> **Source text**
A shaft 98, rotatably supported by the table 51 through a bearing 97, has secured to one end thereof a spur gear 100 meshing with the spur gear 69 through an intermediate gear 99 rotatably supported by the table 61 and has secured to the other end thereof a spur gear 101 in meshing engagement with an intermediate gear 103 rotatably supported by the table 61 through a bearing 102. Secured on the table 61 is a support member 104 having secured thereto a nut 105 threadably engaging a feed screw 106. A keyway 107, parallel to the axis of the feed screw 106, is formed on its outer periphery. The feed screw 106 has fitted thereon a gear 108, meshing with the intermediate gear 103, capable of axial sliding movement. A key slidably fitted in the keyway 107 is inserted between the gear 108 and feed screw 106. Thus, rotation of the gear 108 is transmitted to the feed screw 106 through the key 109, causing the feed screw 106 to move axially thereof. At this time, the feed screw 106 and gear 108 start sliding in the axial direction, and the gear 108 starts rotating while meshing with the intermediate gear 103. The feed screw 106 has secured to one end thereof a chuck 110 for gripping the tube 6. Thus, rotation of the rolls 80 and 96 caused by actuation of the motor 62 causes the feed screw 106 to rotate in synchronism therewith, to thereby feed the tube 6 while rotating same. As a result, the spiral fin 5 is wound on the tube 6 at a lead angle equal to the lead angle of the feed screw 106. The tube 6 is supported for both sliding movement and rotary movement by a sleeve 112 supported by a support member 111 secured to the table 61.

(Data records)
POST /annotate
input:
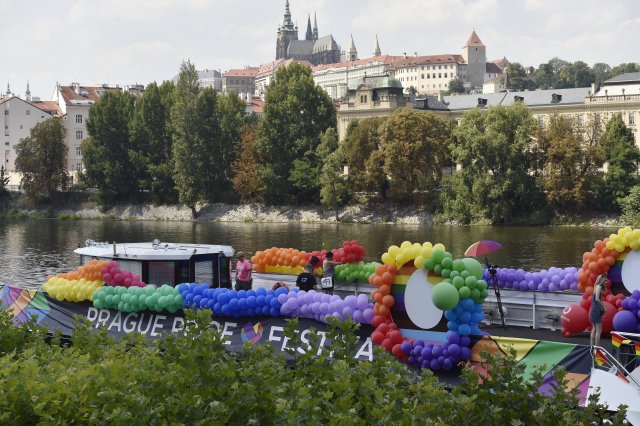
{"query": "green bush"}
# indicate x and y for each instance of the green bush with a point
(190, 378)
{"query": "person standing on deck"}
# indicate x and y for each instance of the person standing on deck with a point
(244, 280)
(597, 310)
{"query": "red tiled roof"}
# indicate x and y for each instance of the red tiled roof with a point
(88, 93)
(244, 72)
(474, 41)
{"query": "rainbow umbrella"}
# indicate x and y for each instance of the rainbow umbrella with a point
(482, 248)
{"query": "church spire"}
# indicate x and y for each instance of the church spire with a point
(309, 35)
(315, 26)
(288, 23)
(376, 48)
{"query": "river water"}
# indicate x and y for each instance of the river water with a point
(32, 249)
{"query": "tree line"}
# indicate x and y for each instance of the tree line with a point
(180, 143)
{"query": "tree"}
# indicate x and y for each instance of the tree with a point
(232, 119)
(191, 155)
(41, 158)
(495, 150)
(334, 189)
(105, 152)
(151, 135)
(296, 113)
(415, 144)
(457, 86)
(622, 154)
(569, 169)
(245, 178)
(364, 158)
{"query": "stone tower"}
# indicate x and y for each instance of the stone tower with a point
(474, 53)
(286, 32)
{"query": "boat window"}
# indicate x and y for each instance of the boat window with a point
(162, 273)
(131, 265)
(204, 272)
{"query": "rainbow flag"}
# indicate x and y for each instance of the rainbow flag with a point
(600, 358)
(251, 333)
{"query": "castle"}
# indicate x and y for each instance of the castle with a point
(317, 50)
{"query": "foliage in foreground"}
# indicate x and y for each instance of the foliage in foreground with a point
(191, 379)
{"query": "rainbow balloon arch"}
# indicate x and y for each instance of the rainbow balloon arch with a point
(416, 286)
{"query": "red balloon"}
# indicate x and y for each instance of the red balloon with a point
(377, 337)
(607, 318)
(575, 319)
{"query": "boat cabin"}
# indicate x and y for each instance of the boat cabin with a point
(166, 263)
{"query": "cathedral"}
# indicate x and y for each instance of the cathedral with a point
(317, 50)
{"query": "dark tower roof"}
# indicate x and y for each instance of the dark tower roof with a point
(474, 41)
(309, 35)
(287, 24)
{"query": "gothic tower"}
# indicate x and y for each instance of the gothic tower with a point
(286, 32)
(474, 53)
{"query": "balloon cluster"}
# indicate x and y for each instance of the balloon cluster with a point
(292, 261)
(321, 306)
(463, 278)
(355, 271)
(135, 299)
(71, 290)
(553, 279)
(459, 294)
(628, 319)
(78, 285)
(407, 251)
(599, 260)
(116, 277)
(89, 271)
(438, 356)
(223, 301)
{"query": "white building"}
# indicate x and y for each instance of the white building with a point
(18, 117)
(75, 101)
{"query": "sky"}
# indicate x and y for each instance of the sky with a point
(140, 41)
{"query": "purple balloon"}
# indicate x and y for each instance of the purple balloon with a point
(625, 321)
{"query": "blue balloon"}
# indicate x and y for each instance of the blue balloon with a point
(464, 329)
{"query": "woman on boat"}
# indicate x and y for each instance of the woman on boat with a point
(597, 310)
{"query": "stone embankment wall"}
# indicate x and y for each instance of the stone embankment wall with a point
(256, 213)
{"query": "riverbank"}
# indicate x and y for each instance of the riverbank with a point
(80, 207)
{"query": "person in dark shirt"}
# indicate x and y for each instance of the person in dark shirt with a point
(307, 280)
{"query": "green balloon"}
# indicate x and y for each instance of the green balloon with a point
(447, 263)
(445, 296)
(458, 265)
(457, 281)
(474, 267)
(437, 256)
(464, 292)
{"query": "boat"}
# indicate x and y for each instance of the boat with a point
(406, 313)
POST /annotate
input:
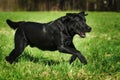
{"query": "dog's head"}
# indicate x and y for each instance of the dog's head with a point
(77, 23)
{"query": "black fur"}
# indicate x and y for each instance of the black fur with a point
(55, 35)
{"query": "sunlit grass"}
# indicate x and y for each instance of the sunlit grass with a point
(101, 47)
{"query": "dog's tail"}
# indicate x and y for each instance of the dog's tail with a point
(13, 25)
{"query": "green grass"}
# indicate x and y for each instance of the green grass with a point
(101, 47)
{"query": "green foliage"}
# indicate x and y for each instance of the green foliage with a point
(101, 47)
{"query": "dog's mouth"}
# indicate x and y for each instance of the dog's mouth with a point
(82, 34)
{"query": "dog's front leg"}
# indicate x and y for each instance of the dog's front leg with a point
(74, 52)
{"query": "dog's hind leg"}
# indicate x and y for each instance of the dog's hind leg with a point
(20, 44)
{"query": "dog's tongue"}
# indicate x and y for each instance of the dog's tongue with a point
(82, 34)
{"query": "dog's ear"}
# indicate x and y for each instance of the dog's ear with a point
(83, 13)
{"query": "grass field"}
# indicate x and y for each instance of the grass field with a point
(101, 47)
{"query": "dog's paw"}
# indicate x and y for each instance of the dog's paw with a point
(8, 59)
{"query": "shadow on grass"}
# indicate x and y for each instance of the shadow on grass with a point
(41, 59)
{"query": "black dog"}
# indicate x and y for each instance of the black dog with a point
(55, 35)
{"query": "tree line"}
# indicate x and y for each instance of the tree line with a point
(43, 5)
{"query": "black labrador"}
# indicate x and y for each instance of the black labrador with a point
(55, 35)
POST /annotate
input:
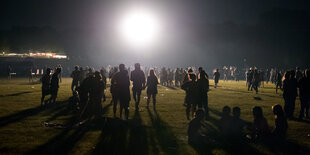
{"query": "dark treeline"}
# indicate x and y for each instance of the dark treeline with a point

> **What you have to do**
Extend the passage on the fin-winding mechanism, starting right after its final sentence. The entries are separate from the passage on the fin-winding mechanism.

> **Expected answer**
In the apparatus of the aforesaid construction, the chuck 110 is returned to its original position on the side of the nut 105 to grip the tube 6. Meanwhile the strip 3 payed out of the supply reel 2 is trained over the brake drum 24 and guided by the rollers 13 and 12 to contact the roller 34, to be led to the path of its travel between the rolls 80 and 96. The setting circuit 41 sets a voltage corresponding to the tension serving as a reference, and a current is passed to the brake 21 to cause a brake force to be produced.

Then the motor 62 is actuated to initiate a spiral fin fabricating operation. The strip 3 successively fed from the supply reel 2 to the rolls 80 and 96 is rolled and bent by the rolls 80 and 96 into the spiral fin 5 which is wound in convolutions on the tube 6. At this time, the feed screw 106 rotates in synchronism with the rolls 80 and 96, to move the tube 6 axially while rotating it about its own axis. Thus, the spiral fin 5 is wound on the tube 6 at the same lead angle as the feed screw 106.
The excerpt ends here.